What you need to do: Reproduce the data in its entirety, exactly as supplied.

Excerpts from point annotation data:
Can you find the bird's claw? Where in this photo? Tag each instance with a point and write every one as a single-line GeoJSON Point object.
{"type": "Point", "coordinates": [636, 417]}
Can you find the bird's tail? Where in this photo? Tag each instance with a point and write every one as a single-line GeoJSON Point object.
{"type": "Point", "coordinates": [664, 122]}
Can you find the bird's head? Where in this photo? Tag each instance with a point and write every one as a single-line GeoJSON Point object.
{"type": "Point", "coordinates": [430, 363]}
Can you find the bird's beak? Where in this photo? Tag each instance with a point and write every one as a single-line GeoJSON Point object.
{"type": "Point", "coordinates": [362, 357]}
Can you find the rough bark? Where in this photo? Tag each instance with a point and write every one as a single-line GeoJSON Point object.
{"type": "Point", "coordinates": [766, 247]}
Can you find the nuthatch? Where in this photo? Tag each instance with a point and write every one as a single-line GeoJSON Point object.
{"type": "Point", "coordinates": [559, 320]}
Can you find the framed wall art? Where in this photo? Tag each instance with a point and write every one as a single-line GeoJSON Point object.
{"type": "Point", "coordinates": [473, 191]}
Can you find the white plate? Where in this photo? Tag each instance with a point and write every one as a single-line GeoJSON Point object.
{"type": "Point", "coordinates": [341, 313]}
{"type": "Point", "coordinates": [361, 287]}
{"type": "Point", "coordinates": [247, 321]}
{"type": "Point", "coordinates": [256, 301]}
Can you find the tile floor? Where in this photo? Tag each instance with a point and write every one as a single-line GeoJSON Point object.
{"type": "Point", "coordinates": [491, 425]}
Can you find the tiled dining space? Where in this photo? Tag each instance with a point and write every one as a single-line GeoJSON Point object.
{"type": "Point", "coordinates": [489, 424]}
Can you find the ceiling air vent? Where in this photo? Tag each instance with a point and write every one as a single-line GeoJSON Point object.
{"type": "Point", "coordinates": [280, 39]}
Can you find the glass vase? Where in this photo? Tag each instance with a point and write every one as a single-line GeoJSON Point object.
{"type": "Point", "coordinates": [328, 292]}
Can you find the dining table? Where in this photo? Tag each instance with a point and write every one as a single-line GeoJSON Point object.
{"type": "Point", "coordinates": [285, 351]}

Task solution:
Can you find the bird's claw? Where in this photo? Tag each instance with a point and write every one as a single-line GeoJSON Point object.
{"type": "Point", "coordinates": [636, 417]}
Can you find the bird's tail? Where in this photo? Tag each instance with a point and write every one as a single-line GeoJSON Point object.
{"type": "Point", "coordinates": [664, 122]}
Can you find the bird's head? Where in this photo? Tag each instance with a point and write every one as a single-line GeoJSON Point object.
{"type": "Point", "coordinates": [430, 363]}
Can you find the bird's beak? Where in this photo? Tag each instance with a point and write every one as a single-line GeoJSON Point object.
{"type": "Point", "coordinates": [362, 357]}
Can you find the rough bark? Where in this photo? Tag each instance with a point and write every one as a single-line GeoJSON Point object.
{"type": "Point", "coordinates": [766, 247]}
Can you find the nuthatch? Where in this photo? Tag each instance with a point and write every one as a single-line GeoJSON Point object.
{"type": "Point", "coordinates": [559, 320]}
Can you find the framed wall art? Where in this photo? Tag each instance with a point and write every one as a single-line GeoJSON Point object.
{"type": "Point", "coordinates": [473, 191]}
Can you find the white plate? Where in this photo? Tag each instance with a point and write every one as a single-line GeoJSON Point object.
{"type": "Point", "coordinates": [341, 313]}
{"type": "Point", "coordinates": [361, 287]}
{"type": "Point", "coordinates": [247, 321]}
{"type": "Point", "coordinates": [256, 301]}
Can you find the tile floor? Where in this photo? Tag each instance with a point and write every one as a single-line GeoJSON Point object.
{"type": "Point", "coordinates": [491, 425]}
Can you find the tiled dining space? Where in this photo? Tag each instance with a point and write every one as a single-line GeoJSON Point object.
{"type": "Point", "coordinates": [489, 424]}
Can you find the ceiling air vent? Where in this photo? Tag each instance with a point and write every one as a single-line GeoJSON Point object.
{"type": "Point", "coordinates": [280, 39]}
Can you find the glass vase? Where in this photo? Tag each instance with a point and write every one as a single-line GeoJSON Point object.
{"type": "Point", "coordinates": [328, 292]}
Can you find the dining table? Where in this photo? Tag each instance with a point and write every one as a single-line GeoJSON Point object.
{"type": "Point", "coordinates": [285, 351]}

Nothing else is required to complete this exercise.